__Work instructions__
However many lines the data holds, transcribe them all exactly.

*** Opening Task material ***

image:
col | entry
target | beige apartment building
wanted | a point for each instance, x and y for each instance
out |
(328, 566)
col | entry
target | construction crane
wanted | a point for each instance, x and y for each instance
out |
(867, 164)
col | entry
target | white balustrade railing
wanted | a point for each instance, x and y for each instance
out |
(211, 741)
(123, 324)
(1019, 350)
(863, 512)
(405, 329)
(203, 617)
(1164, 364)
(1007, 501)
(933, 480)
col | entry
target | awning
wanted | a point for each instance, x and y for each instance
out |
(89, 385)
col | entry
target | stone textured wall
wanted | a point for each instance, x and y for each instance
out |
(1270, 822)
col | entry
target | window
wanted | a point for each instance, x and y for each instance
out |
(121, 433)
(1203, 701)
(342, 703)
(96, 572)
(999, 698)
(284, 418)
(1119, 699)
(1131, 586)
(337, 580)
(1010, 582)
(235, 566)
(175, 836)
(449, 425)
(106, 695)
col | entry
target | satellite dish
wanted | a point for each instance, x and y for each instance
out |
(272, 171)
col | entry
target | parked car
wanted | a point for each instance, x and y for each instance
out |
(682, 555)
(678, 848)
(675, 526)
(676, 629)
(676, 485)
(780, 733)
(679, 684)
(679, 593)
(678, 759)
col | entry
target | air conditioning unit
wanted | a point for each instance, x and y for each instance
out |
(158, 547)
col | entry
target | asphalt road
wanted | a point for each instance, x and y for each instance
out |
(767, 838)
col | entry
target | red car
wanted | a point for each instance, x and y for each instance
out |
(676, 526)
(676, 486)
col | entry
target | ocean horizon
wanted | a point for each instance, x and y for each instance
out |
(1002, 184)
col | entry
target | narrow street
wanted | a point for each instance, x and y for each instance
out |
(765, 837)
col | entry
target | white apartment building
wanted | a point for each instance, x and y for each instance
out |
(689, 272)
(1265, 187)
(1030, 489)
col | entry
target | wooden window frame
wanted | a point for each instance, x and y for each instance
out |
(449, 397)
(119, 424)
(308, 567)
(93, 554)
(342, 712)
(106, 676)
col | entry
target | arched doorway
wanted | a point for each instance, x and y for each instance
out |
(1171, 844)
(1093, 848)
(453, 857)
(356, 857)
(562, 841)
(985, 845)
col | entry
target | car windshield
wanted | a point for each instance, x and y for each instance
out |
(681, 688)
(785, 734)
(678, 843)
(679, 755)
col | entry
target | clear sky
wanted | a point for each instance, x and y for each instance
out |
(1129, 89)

*** Closing Task material ***

__Result of this exercise__
image:
col | entry
target | beige apartment building
wanted | a point for each instance, x and y for each instance
out |
(328, 566)
col | entry
target | construction crane
wanted | a point for each instance, x and y for each instance
out |
(867, 164)
col | entry
target | white balustrade railing
wanted | a point for each instance, x and y for each instance
out |
(211, 741)
(123, 324)
(1019, 350)
(863, 512)
(405, 329)
(203, 617)
(1164, 364)
(1007, 501)
(933, 480)
col | entry
target | awning
wanted | a point for each instance, x and y for each instance
out |
(89, 385)
col | entry
target | stone textured wall
wanted | a point for each instance, x and y for each instance
out |
(1270, 822)
col | entry
target | window
wanted | a point for each instance, x and y for each instance
out |
(121, 433)
(1203, 701)
(342, 703)
(96, 572)
(999, 698)
(284, 418)
(1119, 699)
(1131, 586)
(337, 580)
(1010, 582)
(235, 566)
(175, 836)
(449, 425)
(106, 695)
col | entry
target | satellite dish
wanted | a point for each instance, x and y for each instance
out |
(272, 171)
col | entry
target | parked car
wanted | a point for each instance, x and y for each instance
out |
(682, 555)
(678, 848)
(675, 526)
(676, 629)
(676, 485)
(780, 733)
(679, 684)
(679, 593)
(678, 759)
col | entry
target | air conditioning unit
wanted | a point for each instance, x and y for each instance
out |
(158, 547)
col | entry
target | asphalt road
wanted | a point for each instance, x and y for each instance
out |
(767, 838)
col | entry
target | red car
wanted | a point for each instance, x and y for each instance
out |
(676, 526)
(676, 486)
col | entry
target | ocean horizon
wanted | a point for each instance, x and y for each instance
out |
(1002, 184)
col | entry
target | narrow street
wanted | a point for each instance, x and y for each instance
out |
(765, 837)
col | entry
target | white apartment building
wanted | a point for each instance, x and y for each instance
out |
(689, 272)
(1265, 187)
(1030, 489)
col | entry
target | wooden window frame
wanted | a point for each instance, x and y for each instance
out |
(449, 397)
(119, 424)
(308, 567)
(93, 554)
(342, 712)
(106, 676)
col | entry
target | arched doorway
wanted | a point for each instance, x and y for each instance
out |
(1171, 844)
(1093, 848)
(453, 857)
(356, 857)
(562, 841)
(985, 845)
col | entry
target | car windshield
wanted | a point for each instance, x and y for each instance
out |
(681, 688)
(785, 734)
(678, 843)
(679, 755)
col | entry
target | clear sky
wanted | a point for each instance, x and y for each instance
out |
(1129, 89)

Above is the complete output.